| DOCUMENT TEXT |

-- Opening Marker --

Grand Foundry Limited has announced the simultaneous resignation of both its statutory and internal auditors, effective immediately from January 6, 2026. The company informed BSE Limited and National Stock Exchange of India Limited about this development on January 7, 2026, in compliance with regulatory requirements.

Auditor Resignations Details

Both audit firms submitted their resignation letters on January 6, 2026, citing similar reasons for their departure. The resignations became effective immediately from the close of business hours on the same date.

Auditor Type: Firm Name Registration Number Effective Date
Statutory Auditor: M/s Ashwani & Associates FRN 000497N January 6, 2026
Internal Auditor: M/s Ajay Kanjhlia & Associates FRN 007719N January 6, 2026

Reasons for Resignation

Both audit firms provided identical explanations for their departure from Grand Foundry Limited. M/s Ashwani & Associates stated they were "not in a position to continue as statutory auditor" due to pre-occupation with other assignments. Similarly, M/s Ajay Kanjhlia & Associates mentioned their "other professional commitments" restricted their ability to "continue to devote sufficient time and attention to the internal audit functions of the Company."

-- Closing Marker --

| DATA EXCERPTS |
-- Opening Marker --

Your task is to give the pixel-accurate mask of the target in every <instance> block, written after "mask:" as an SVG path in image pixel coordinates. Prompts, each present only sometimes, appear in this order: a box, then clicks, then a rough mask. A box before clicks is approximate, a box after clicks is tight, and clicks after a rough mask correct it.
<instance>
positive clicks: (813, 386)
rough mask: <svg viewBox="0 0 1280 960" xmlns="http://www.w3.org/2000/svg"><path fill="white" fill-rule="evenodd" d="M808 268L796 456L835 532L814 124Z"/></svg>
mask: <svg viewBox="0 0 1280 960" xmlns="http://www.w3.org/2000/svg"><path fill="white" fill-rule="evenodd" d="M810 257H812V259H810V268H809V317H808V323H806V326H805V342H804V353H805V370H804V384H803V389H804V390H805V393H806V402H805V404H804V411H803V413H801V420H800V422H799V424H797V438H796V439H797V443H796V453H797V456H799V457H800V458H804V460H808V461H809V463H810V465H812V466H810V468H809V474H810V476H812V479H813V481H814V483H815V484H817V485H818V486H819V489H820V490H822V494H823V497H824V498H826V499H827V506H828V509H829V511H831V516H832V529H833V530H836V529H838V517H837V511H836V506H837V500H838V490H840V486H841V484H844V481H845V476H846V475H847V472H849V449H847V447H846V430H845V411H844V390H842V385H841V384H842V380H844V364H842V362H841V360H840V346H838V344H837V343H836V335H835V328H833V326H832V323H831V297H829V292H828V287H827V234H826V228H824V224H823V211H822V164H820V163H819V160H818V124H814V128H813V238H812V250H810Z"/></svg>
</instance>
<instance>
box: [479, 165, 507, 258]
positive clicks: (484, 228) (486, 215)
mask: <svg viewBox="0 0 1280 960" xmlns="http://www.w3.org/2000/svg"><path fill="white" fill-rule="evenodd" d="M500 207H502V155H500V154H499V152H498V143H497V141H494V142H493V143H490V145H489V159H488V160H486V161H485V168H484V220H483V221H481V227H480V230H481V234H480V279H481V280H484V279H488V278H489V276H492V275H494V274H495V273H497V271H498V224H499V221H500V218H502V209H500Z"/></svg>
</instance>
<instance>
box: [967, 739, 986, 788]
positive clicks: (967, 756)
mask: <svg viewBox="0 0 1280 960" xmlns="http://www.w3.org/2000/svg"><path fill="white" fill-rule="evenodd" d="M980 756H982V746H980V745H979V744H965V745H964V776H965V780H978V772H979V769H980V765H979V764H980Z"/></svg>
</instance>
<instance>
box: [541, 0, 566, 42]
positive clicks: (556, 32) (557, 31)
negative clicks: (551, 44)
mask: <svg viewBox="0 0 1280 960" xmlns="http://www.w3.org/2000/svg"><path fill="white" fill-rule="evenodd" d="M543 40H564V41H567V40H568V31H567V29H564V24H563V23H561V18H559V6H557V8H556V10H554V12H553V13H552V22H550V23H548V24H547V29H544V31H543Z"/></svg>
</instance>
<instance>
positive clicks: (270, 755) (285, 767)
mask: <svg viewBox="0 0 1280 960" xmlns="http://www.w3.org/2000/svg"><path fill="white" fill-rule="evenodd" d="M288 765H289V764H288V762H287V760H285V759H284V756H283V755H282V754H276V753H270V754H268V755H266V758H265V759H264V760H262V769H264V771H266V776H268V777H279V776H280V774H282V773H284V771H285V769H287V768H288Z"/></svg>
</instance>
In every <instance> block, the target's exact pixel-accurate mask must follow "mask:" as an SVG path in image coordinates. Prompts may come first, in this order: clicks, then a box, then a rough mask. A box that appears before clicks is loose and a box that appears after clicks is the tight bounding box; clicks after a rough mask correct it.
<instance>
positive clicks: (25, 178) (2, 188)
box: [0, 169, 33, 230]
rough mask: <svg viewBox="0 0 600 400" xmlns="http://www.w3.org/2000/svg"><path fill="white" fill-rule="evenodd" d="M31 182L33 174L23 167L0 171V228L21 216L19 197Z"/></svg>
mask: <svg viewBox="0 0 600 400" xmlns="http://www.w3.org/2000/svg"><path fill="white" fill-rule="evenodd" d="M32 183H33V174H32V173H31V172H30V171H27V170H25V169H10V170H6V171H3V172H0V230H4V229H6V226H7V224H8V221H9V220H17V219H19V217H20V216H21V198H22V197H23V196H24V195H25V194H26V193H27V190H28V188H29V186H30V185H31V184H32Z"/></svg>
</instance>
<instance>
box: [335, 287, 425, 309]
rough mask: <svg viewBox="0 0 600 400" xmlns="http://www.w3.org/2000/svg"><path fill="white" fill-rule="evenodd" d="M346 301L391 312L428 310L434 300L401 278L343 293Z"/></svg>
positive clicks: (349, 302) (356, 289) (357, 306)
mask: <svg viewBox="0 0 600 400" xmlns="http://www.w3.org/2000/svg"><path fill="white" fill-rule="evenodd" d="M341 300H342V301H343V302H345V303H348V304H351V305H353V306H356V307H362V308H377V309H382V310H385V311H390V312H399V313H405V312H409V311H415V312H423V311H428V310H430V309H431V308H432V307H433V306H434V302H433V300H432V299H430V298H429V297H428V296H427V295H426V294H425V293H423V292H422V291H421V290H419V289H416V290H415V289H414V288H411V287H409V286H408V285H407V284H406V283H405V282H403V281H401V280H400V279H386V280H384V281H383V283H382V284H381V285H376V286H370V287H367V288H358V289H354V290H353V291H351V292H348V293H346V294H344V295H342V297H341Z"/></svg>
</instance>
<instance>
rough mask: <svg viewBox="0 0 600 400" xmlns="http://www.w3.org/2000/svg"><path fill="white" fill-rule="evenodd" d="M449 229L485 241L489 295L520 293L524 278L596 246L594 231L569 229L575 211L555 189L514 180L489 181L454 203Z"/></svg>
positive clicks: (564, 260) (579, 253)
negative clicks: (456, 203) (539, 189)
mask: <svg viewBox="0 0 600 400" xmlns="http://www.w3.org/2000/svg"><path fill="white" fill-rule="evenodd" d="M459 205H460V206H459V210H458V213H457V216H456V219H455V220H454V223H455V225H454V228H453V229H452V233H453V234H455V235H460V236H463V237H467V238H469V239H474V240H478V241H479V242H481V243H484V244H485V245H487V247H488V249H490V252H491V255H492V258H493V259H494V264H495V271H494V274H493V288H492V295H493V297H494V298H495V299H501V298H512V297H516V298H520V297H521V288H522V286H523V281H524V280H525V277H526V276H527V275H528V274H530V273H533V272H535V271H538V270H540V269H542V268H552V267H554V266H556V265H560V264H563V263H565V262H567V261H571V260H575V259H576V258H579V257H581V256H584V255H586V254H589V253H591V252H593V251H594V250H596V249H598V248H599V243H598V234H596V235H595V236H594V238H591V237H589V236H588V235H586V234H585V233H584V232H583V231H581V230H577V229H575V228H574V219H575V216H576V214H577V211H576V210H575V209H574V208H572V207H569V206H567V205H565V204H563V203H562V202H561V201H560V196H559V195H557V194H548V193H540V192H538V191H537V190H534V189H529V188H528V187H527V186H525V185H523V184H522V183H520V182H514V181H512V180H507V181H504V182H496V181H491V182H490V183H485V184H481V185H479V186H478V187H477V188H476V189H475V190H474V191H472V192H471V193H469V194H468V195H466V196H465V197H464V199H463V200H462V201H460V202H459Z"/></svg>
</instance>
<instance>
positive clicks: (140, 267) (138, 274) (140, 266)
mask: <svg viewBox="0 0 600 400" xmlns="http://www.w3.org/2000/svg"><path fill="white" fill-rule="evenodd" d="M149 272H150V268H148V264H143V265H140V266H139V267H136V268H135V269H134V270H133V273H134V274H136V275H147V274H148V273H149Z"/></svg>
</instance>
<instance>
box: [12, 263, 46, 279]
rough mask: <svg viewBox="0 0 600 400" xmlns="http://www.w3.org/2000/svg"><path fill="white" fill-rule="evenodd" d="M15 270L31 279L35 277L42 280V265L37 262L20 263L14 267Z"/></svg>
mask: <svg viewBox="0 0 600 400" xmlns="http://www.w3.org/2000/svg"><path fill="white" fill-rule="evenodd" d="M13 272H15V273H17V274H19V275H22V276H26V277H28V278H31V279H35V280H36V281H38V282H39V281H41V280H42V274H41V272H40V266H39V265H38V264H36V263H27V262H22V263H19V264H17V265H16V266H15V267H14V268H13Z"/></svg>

-- Closing Marker --

| PROBLEM DESCRIPTION |
Could you shorten the paragraph of the auditor resignation text that begins "Grand Foundry Limited has announced" while keeping its main facts?

| WRITTEN ANSWER |
Grand Foundry Limited announced that its statutory and internal auditors both resigned, effective immediately from January 6, 2026. As regulations require, the company informed BSE Limited and National Stock Exchange of India Limited on January 7, 2026.